── TASK INPUTS

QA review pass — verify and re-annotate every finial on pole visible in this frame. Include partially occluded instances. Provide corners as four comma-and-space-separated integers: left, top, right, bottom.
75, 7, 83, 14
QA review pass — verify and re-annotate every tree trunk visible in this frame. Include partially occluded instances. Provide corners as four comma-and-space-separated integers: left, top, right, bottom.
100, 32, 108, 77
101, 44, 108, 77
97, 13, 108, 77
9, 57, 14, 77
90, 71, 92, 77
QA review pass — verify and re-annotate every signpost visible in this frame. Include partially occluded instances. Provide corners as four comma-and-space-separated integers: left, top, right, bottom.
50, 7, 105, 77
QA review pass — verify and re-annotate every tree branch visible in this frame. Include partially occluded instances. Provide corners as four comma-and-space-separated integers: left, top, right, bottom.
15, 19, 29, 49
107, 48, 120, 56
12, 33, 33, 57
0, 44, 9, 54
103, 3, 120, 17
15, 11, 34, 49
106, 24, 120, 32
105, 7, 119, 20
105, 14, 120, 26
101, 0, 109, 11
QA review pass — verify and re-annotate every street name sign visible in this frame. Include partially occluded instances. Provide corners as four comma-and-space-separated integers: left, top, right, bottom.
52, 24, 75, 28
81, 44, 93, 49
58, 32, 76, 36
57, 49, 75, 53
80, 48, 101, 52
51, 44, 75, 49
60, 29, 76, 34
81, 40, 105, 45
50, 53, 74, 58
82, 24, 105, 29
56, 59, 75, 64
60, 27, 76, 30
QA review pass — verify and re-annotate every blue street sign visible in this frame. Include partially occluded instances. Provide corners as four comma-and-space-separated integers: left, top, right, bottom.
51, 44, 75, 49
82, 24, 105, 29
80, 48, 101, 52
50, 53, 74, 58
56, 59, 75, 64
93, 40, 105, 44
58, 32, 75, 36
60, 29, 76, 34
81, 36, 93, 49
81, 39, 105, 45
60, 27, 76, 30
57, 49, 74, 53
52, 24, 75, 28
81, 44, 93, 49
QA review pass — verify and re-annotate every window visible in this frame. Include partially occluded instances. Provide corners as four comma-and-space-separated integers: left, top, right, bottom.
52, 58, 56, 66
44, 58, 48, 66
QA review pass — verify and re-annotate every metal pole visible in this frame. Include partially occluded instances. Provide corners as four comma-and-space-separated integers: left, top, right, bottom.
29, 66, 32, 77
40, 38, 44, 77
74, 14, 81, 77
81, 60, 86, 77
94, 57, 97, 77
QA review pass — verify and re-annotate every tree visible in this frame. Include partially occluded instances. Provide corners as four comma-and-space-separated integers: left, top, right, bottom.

────

— TASK ITEM —
With every line intact, reproduce the listing verbatim.

— FINAL ANSWER —
QA review pass — verify and re-annotate every finial on pole visible in this frame. Include partially occluded instances. Provide corners as four comma-and-space-separated integers: left, top, right, bottom.
75, 7, 83, 14
QA review pass — verify and re-annotate every tree trunk visible in this frame. Include partially occluded instances. Provide corners as four comma-and-space-separated integers: left, top, right, bottom.
100, 32, 108, 77
101, 44, 108, 77
97, 13, 108, 77
9, 57, 14, 77
90, 71, 92, 77
QA review pass — verify and re-annotate every signpost visible in this frame. Include partially occluded instances. Provide corners as four comma-and-space-separated integers: left, top, right, bottom.
50, 7, 105, 77
QA review pass — verify and re-annotate every tree branch visible in this frame. Include partially occluded instances. Provide corners as four comma-and-space-separated integers: left, top, right, bottom.
15, 19, 29, 49
107, 48, 120, 56
12, 33, 33, 57
0, 44, 9, 54
103, 3, 120, 17
15, 11, 34, 49
106, 24, 120, 32
105, 7, 119, 20
105, 14, 120, 26
101, 0, 109, 11
QA review pass — verify and re-annotate every street name sign visible in this frame. Include partially occluded instances. Provide corners as four comma-and-space-separated integers: left, top, right, bottom.
52, 24, 75, 28
81, 44, 93, 49
58, 32, 76, 36
57, 49, 75, 53
80, 48, 101, 52
51, 44, 75, 49
60, 29, 76, 34
81, 40, 105, 45
50, 53, 74, 58
82, 24, 105, 29
56, 59, 75, 64
60, 27, 76, 30
QA review pass — verify and re-annotate every blue street sign visible in this frame. Include partially occluded instances. Provide corners as four comma-and-space-separated integers: left, top, right, bottom.
51, 44, 75, 49
82, 24, 105, 29
80, 48, 101, 52
50, 53, 74, 58
56, 59, 75, 64
93, 40, 105, 44
58, 32, 75, 36
60, 29, 76, 34
81, 36, 93, 49
81, 39, 105, 45
60, 27, 76, 30
57, 49, 74, 53
52, 24, 75, 28
81, 44, 93, 49
QA review pass — verify and re-annotate every window visible in this frame. Include partially occluded instances. Provide corners as four comma-and-space-separated integers: left, top, right, bottom.
52, 58, 56, 66
44, 58, 48, 66
QA review pass — verify and re-annotate every metal pole visible in this frame. Include partially occluded instances. Provide corners as four comma-and-space-separated integers: left, top, right, bottom.
29, 66, 32, 77
40, 38, 44, 77
74, 14, 81, 77
81, 60, 86, 77
94, 57, 97, 77
QA review pass — verify and re-annotate every tree visible in this frame. Include partially occluded instances. Provide corners as four comma-and-space-separated integers: left, top, right, bottom.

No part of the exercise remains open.